Auch nicht viel mehr als ein bisschen Frieden

Das Thema Frieden bewegt die Deutschen vor der Wahl zum EU-Parlament. Kaum eine Partei kommt in ihrer Wahlwerbung ohne den Begriff aus. Eine Stilkritik

Von Pascal Beucker
und Stefan Reinecke

„Frieden schützen!“ – Vor wem? Vor welchem Feind? Putin? Sicher nicht. Vielleicht Toni Hofreiter? Oder Taubenjäger? Das Ausrufezeichen wirkt wie: Wir wissen nicht, was wir sagen wollen, das aber sehr.

B-Note: Eine Friedenstaube, originell. Könnte ein Grünen-Plakat aus den 80ern sein. Der Slogan ist ja auch halbgrün.

Laut ARD-DeutschlandTrend steht der Frieden ganz oben auf der Prioritätenliste der Wäh­ler:in­nen. Bei den An­hän­ge­r:in­nen der Union wie auch bei den Fans des Bündnisses Sahra Wagenknecht. Für den Frieden sind sie irgendwie alle.

### Zu bearbeitende Daten
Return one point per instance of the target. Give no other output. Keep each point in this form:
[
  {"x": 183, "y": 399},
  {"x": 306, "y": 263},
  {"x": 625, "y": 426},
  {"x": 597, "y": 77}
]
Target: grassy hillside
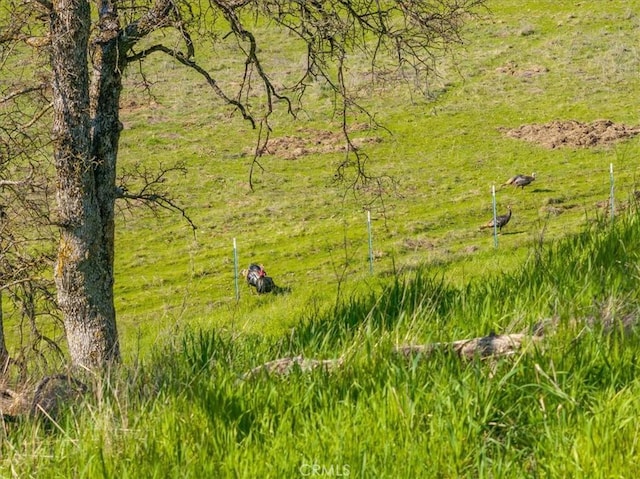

### Deine Aufgaben
- a) Überarbeite im Quelltext den Abschnitt, der mit "B-Note: Eine Friedenstaube, originell." beginnt und nach "sie irgendwie alle." endet: Gib ihn wieder und setze darin "CDU/CSU" anstelle von "Union".
- b) Schreibe die Zeilen der Einträge in Block 1 als nummerierte Liste um, ohne Leerzeilen. Lass das Bild in der Antwort weg.

### Lösungen
- a)
B-Note: Eine Friedenstaube, originell. Könnte ein Grünen-Plakat aus den 80ern sein. Der Slogan ist ja auch halbgrün.

Laut ARD-DeutschlandTrend steht der Frieden ganz oben auf der Prioritätenliste der Wäh­ler:in­nen. Bei den An­hän­ge­r:in­nen der CDU/CSU wie auch bei den Fans des Bündnisses Sahra Wagenknecht. Für den Frieden sind sie irgendwie alle.

- b)
1. Return one point per instance of the target. Give no other output. Keep each point in this form:
2. [
3.   {"x": 183, "y": 399},
4.   {"x": 306, "y": 263},
5.   {"x": 625, "y": 426},
6.   {"x": 597, "y": 77}
7. ]
8. Target: grassy hillside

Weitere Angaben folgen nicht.